Tired of walking around trying to find stores with “Help Wanted” signs posted and not knowing how to apply? Get back in bed, because you can do all your job hunting from the comfort of your own room.
There are a variety of websites that are designated to make searching for a job as simple as a click of a button, literally. Have your resume, transcript, and cover letter ready, because beginning your dream career has never been easier.
Handshake: Handshake is the go-to place for students at the UW to start their careers. With on-campus search options, Handshake will find you UW-centric research, internship, and job opportunities that no other platform has access to.
LinkedIn: LinkedIn is a platform where you can digitize your professional network. Members of your network can endorse the skills you post on your profile. This unique feature allows job recruiters to see who you are connected to and what they have to say about you.
If you haven’t built up a network yet, don’t worry. LinkedIn makes it easy to find mutual connections based on your education, profession, interests, location, and more. If the job listed on a mutual connection’s profile interests you, message them to get intel on how they secured their position.
LinkedIn has the advantage of being a widely-known and accepted platform to find high-profile jobs. A disadvantage is that the quality of results is not the same when searching for a minimum-wage summer job.

**Saved data entries:**

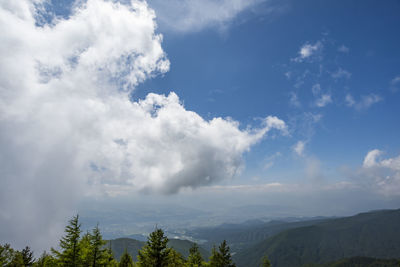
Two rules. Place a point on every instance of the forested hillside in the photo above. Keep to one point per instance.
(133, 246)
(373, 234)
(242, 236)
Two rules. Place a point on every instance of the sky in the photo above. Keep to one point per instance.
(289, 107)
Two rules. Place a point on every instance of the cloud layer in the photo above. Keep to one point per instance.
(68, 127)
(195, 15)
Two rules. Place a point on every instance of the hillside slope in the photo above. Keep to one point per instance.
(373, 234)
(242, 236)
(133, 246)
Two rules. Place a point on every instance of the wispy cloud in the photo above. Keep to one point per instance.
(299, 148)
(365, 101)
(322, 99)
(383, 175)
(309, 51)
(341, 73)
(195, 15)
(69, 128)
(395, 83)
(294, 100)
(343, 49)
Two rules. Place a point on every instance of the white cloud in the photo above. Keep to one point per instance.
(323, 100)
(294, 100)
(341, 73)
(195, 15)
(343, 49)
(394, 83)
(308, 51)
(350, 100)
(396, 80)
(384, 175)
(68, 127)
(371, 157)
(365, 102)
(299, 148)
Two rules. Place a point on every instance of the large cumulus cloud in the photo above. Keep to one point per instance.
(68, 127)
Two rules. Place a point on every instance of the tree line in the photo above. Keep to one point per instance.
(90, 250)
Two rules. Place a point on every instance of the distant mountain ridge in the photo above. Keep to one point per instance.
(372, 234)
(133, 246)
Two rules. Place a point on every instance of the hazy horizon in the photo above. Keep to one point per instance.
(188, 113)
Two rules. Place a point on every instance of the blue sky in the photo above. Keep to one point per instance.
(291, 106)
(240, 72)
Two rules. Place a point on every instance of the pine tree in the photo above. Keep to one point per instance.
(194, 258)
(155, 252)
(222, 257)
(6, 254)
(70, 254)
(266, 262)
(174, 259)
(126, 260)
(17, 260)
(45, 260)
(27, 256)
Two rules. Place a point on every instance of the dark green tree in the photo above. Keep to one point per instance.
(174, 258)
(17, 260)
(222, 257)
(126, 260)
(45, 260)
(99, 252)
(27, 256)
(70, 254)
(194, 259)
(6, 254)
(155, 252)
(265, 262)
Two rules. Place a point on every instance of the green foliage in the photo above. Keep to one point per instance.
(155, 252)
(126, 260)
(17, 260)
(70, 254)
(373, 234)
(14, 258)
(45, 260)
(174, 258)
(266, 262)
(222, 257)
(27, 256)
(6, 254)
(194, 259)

**How to complete this task:** Carry the article about job search websites further, starting right after its last sentence. The listing has nothing to do with the article about job search websites.

**Result of this exercise:**
Indeed: Indeed is the most useful platform for organizing and developing your resume. If you are looking for additional help with resume development, just answer Indeed’s questions to build your profile, which Indeed turns into a resume.
To make your profile stronger, Indeed allows you to take skill assessments that show your proficiency in areas like proofreading and Microsoft Office. This feature helps to strengthen your resume by backing up the claims you make. If you fail, don’t fear. Indeed will only post your scores if you pass.
Glassdoor: This site offers the same search results as the majority of job websites, yet it has the advantage of being able to search possible questions that may arise during your interview. Just switch your search function to “interviews” and research data about the most common interview questions in your field will appear.
You can also search by salary to view the average amount people in those jobs make. Although this is a helpful feature, it is also not something that will help land you a summer job on the Ave.
Monster: Students have said Monster has always been a very average job hunting tool and that it’s never their first reach. Yet immediately after making an account, Monster offers to have your resume reviewed by professionals for free. This is the only career-posting website that offers this resource.
Besides that, Monster yields average-to-subpar search results compared to the rest. For instance, when searching for “internship in Seattle, WA” the top result was “Summer Nanny Needed For 2 Children In Bellevue at Care.com.”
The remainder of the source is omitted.